» **Excerpt provided**:
* * * * * * *

After the hearing the court denied plaintiffs’ RFO to terminate all visitation with respondent (Denial Order). The court summarized the proceedings that had occurred in Arizona, and particularly the grant of visitation to respondent. It noted the Arizona statute dealing with grandparent visitation substantially paralleled Family Code section 3104. (All further statutory references are to this code except as stated.) The Denial Order stated the Arizona court had engaged in a “very detailed analysis and well-reasoned statement” showing a historical relationship between respondent and child and also had addressed plaintiffs’ motivations.
The court recounted Kiel’s motion to discontinue visitation leading to the October 2015 Order denying it. It also referred to the May 2016 Order where the Arizona court found child’s care had been and would continue to be “extensive and varied.” The May 2016 Order also stated “both parties [i.e., Kiel and respondent] truly love and care about this child” and explained the Arizona court’s intention to increase the amount of and relax restrictions on respondent’s visits.
The court found grandparent visitation had “been established” in the Arizona courts and it would “give adequate and due deference to the order set forth in Arizona” pursuant to the Full Faith and Credit Clause of the United States Constitution (art. IV, § 1). It was “guided by” section 3104 in deciding the RFO.
The court found plaintiffs were relying on two substantial changes, the first being plaintiffs’ marriage and the second the onset of child’s grand mal seizures. The court ruled the marriage was not a substantial change in circumstances, relying on Fenn v. Sheriff (2003) 109 Cal.App.4th 1466.
The court also found the Arizona courts had addressed all constitutional arguments, noting none of the “multiple attacks” on the constitutionality of California’s grandparent visitation statutes had been found to have merit. The court further held it was guided by established principles regarding grandparent visitation in cases, including Hoag v. Diedjomahor (2011) 200 Cal.App.4th 1008 and In re Marriage of Harris (2004) 34 Cal.4th 2010 (Harris).
The court considered the RFO Kiel’s third request to terminate visitation with respondent and denied it. It upheld the supervised visitation of two consecutive days, two hours per day, every 90 days as set out in the October 2015 Order. The visitation rules remained in force. It vacated the Skype visitation and granted respondent audio contact for a maximum of five minutes per call once a month.
DISCUSSION
1. Standard of Review
We review visitation orders using a deferential abuse of discretion standard. (Ed H. v. Ashely C. (2017) 14 Cal.App.5th 899, 904 (Ed H.).) We reverse only if we find, “‘“‘under all the evidence, viewed most favorably in support of the trial court’s action, no judge could reasonably have made the order that he did.”‘“‘ (Ibid.) We review the evidence in the light most favorable to the order. (Stuard v. Stuard (2016) 244 Cal.App.4th 768, 774 (Stuard).) The burden is on the appellant to show an abuse of discretion and a miscarriage of justice. (Rich v. Thatcher (2011) 200 Cal.App.4th 1176, 1182.)

* * * * * * *

» **Data excerpt**:
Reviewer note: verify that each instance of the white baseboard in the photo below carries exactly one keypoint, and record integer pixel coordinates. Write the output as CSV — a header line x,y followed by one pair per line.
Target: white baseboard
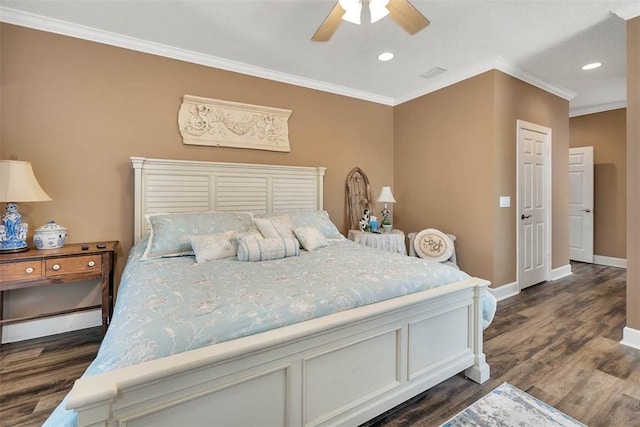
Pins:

* * * * * * *

» **Set exercise**: Pick up the court opinion on grandparent visitation after its last sentence and carry it forward. Nothing in the listing is needed for this.

» **Response**:
2. Statutes Regarding Grandparent Visitation
A grandparent’s right to visitation is purely statutory. (Stuard, supra, 244 Cal.App.4th at p. 777.) There are three statutes governing grandparent visitation. Section 3102 provides for grandparent visitation when a parent is deceased. Section 3103 allows a court to grant grandparent visitation in specified child custody proceedings. (Ed H., supra, 14 Cal.App.5th at p. 907.)
Section 3104 permits a court to order grandparent visitation if the court finds a preexisting relationship between the child and the grandparent creating a bond so that visitation is in the child’s best interest and the court balances the child’s interest in visitation with the parents’ right “to exercise their parental authority.” (§ 3104, subd. (a)(2).) A petition for visitation may not be filed while natural or adoptive parents are married, except under certain circumstances, including where a stepparent has adopted a child. (§ 3104, subd. (b)(5).) If a change of circumstances occurs so that none of the circumstances set out in section 3014, subdivision (b)(5) exist, on a motion by parents to terminate grandparent visitation the court shall grant it. (§ 3104, subd. (b).)
3. Respondent’s Status as a Grandparent
The primary basis for plaintiffs’ arguments is that respondent is no longer child’s grandparent. They contend once defendant’s parental rights were terminated, respondent lost her status as a grandparent and any right to visitation with child. On that basis, plaintiffs assert, respondent had no standing to request and the court had no jurisdiction to order visitation. Plaintiffs’ argument is not supported by authority. In fact, the opposite is true.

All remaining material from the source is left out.